AIM OF THE EXERCISE → Which lines in the entries below contain the word "flag"? Copy out each of those lines.

SOURCE MATERIAL →
= = = =
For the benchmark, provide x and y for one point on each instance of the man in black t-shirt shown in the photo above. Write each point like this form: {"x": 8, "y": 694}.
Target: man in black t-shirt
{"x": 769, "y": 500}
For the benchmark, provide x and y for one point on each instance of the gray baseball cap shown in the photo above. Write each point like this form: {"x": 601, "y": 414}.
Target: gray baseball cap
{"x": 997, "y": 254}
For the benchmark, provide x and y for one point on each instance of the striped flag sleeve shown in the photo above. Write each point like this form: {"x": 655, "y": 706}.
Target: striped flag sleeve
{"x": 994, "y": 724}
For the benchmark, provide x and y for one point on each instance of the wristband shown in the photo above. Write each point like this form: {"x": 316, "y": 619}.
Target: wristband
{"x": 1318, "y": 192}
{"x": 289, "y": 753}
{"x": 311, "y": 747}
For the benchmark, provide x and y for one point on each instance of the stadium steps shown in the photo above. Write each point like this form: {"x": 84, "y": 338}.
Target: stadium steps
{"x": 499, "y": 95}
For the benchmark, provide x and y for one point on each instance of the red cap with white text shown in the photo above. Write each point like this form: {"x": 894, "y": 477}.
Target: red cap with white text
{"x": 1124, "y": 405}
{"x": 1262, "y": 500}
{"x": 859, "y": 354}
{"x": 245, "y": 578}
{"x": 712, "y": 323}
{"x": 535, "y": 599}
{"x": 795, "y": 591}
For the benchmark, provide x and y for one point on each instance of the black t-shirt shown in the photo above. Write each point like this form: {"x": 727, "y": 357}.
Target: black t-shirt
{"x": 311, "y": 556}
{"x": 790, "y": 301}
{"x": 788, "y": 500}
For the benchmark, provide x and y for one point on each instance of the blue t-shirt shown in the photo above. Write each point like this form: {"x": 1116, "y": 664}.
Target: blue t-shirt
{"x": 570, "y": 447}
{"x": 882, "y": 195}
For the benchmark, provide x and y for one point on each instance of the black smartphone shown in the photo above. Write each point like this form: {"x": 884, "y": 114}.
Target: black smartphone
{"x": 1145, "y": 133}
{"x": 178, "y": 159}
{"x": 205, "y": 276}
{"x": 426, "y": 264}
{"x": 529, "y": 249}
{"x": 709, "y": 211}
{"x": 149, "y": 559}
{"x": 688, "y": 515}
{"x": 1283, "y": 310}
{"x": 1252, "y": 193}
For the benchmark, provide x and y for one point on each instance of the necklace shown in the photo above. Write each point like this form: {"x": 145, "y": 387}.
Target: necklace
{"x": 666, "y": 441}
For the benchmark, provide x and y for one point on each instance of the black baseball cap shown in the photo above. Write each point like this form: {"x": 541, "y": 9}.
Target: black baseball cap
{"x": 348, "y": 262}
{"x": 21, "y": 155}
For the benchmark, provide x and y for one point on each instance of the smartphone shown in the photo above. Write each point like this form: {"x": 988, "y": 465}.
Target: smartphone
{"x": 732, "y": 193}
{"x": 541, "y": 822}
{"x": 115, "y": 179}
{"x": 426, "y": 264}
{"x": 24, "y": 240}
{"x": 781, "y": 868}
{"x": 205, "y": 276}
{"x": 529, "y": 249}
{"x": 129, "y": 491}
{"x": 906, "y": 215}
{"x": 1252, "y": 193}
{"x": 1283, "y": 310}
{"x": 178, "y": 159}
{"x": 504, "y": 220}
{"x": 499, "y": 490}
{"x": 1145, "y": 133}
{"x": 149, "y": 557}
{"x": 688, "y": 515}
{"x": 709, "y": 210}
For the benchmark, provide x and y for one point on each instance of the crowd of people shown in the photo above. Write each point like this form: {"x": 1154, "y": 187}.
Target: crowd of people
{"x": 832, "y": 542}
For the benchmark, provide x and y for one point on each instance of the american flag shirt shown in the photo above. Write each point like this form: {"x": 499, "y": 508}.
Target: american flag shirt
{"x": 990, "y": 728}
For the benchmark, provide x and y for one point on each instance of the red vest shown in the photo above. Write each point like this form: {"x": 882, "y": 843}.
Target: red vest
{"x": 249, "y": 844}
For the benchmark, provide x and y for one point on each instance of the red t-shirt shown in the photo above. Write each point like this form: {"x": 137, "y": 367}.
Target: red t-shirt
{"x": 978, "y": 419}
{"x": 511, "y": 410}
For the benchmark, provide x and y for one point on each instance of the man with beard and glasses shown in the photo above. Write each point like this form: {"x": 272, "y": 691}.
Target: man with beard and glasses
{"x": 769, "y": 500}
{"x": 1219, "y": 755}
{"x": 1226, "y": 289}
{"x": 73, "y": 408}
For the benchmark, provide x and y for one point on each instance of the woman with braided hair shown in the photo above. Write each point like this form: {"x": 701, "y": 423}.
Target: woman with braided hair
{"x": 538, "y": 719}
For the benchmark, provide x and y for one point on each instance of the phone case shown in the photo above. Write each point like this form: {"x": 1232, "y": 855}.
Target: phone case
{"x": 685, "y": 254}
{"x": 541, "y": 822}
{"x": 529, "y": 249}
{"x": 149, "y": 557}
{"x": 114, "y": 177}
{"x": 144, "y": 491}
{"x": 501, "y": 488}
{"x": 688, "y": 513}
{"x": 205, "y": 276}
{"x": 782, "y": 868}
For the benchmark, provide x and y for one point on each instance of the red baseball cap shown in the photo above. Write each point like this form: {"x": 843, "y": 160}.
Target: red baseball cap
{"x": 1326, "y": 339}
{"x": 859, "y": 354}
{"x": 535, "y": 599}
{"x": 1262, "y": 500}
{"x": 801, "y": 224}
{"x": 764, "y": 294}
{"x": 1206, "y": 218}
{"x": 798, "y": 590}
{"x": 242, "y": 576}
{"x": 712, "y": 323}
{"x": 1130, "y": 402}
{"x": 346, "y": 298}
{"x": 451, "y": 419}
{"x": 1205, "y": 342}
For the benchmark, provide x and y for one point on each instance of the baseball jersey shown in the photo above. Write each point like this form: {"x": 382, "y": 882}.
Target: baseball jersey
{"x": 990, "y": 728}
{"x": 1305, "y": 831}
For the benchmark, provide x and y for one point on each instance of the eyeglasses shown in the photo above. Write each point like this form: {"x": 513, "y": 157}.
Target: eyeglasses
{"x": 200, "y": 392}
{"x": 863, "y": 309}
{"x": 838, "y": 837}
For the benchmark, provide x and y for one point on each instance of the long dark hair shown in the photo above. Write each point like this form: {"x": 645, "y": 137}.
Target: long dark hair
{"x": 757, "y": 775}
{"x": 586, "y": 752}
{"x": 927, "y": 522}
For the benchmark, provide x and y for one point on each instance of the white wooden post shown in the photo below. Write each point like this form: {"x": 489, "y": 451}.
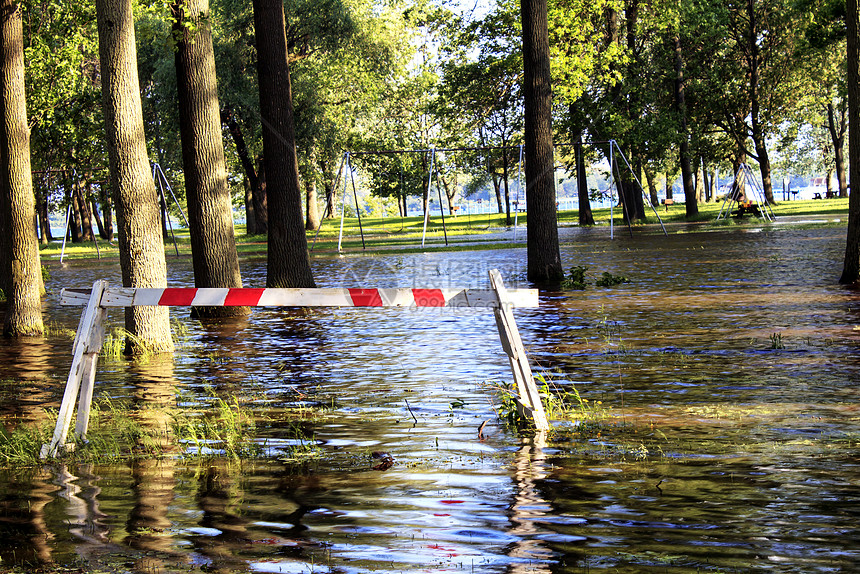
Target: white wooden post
{"x": 528, "y": 397}
{"x": 88, "y": 343}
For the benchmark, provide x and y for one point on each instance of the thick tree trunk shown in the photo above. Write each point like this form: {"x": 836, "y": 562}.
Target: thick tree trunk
{"x": 692, "y": 208}
{"x": 210, "y": 207}
{"x": 837, "y": 136}
{"x": 22, "y": 269}
{"x": 107, "y": 211}
{"x": 83, "y": 208}
{"x": 586, "y": 217}
{"x": 288, "y": 261}
{"x": 140, "y": 245}
{"x": 652, "y": 187}
{"x": 45, "y": 235}
{"x": 544, "y": 258}
{"x": 851, "y": 265}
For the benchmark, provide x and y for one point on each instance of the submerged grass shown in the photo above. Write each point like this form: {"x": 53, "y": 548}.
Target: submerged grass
{"x": 121, "y": 431}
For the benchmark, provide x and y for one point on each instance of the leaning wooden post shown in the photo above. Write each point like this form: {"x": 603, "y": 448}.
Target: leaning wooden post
{"x": 528, "y": 399}
{"x": 88, "y": 343}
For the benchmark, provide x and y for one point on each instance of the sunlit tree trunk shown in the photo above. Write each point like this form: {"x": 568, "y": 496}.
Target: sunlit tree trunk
{"x": 210, "y": 207}
{"x": 851, "y": 265}
{"x": 141, "y": 247}
{"x": 288, "y": 261}
{"x": 692, "y": 209}
{"x": 544, "y": 258}
{"x": 836, "y": 127}
{"x": 22, "y": 269}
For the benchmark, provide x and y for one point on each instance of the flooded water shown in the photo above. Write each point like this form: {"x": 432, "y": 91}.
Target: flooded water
{"x": 728, "y": 366}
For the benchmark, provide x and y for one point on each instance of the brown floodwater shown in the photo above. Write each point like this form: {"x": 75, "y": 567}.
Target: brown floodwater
{"x": 728, "y": 364}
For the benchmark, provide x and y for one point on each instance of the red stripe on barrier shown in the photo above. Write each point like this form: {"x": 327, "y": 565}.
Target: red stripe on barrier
{"x": 243, "y": 297}
{"x": 365, "y": 297}
{"x": 428, "y": 297}
{"x": 177, "y": 296}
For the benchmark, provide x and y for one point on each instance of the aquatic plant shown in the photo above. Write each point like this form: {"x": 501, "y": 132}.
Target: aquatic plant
{"x": 776, "y": 341}
{"x": 610, "y": 280}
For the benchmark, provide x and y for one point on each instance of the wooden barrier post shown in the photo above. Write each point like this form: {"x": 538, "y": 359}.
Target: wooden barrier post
{"x": 91, "y": 330}
{"x": 528, "y": 400}
{"x": 88, "y": 343}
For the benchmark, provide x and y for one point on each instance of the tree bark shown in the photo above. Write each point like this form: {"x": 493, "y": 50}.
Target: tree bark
{"x": 141, "y": 247}
{"x": 508, "y": 220}
{"x": 256, "y": 218}
{"x": 837, "y": 136}
{"x": 210, "y": 207}
{"x": 312, "y": 217}
{"x": 544, "y": 258}
{"x": 107, "y": 211}
{"x": 288, "y": 260}
{"x": 851, "y": 265}
{"x": 250, "y": 216}
{"x": 22, "y": 268}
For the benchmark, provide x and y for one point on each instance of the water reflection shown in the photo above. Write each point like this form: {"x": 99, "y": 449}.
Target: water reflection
{"x": 732, "y": 450}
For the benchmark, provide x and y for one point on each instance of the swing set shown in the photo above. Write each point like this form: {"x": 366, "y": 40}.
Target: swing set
{"x": 346, "y": 173}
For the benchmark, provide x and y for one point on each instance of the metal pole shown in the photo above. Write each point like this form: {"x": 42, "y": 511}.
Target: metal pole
{"x": 357, "y": 210}
{"x": 442, "y": 209}
{"x": 326, "y": 212}
{"x": 639, "y": 183}
{"x": 429, "y": 182}
{"x": 519, "y": 187}
{"x": 343, "y": 202}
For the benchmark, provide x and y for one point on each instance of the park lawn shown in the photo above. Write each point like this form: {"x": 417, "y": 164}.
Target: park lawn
{"x": 464, "y": 231}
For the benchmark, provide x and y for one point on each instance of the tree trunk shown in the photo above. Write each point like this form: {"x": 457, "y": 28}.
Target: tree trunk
{"x": 140, "y": 245}
{"x": 544, "y": 258}
{"x": 22, "y": 269}
{"x": 757, "y": 134}
{"x": 837, "y": 135}
{"x": 586, "y": 217}
{"x": 288, "y": 261}
{"x": 312, "y": 220}
{"x": 45, "y": 235}
{"x": 210, "y": 207}
{"x": 851, "y": 265}
{"x": 250, "y": 216}
{"x": 84, "y": 210}
{"x": 692, "y": 209}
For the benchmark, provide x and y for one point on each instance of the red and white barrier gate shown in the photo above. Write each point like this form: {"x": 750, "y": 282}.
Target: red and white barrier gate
{"x": 91, "y": 329}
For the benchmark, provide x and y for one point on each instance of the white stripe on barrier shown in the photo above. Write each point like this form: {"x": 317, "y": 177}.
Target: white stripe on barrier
{"x": 91, "y": 330}
{"x": 331, "y": 297}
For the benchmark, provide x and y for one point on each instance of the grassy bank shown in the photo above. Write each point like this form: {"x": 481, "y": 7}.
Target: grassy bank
{"x": 464, "y": 232}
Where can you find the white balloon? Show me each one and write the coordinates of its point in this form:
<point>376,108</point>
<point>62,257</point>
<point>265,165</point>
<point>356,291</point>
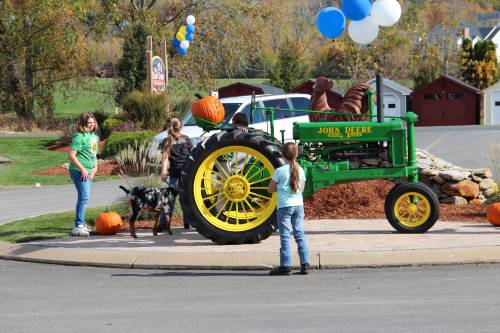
= = = =
SOLUTION BELOW →
For the benchmark, provide x and y for one point on each instance of the striped flag sleeve shown in the photo above. Write each point like this form: {"x": 655, "y": 706}.
Target: striped flag sleeve
For the benchmark, provide x and y for one point on each instance of the american flag shirt shown in the photo above. Write each point like this form: {"x": 499, "y": 508}.
Target: american flag shirt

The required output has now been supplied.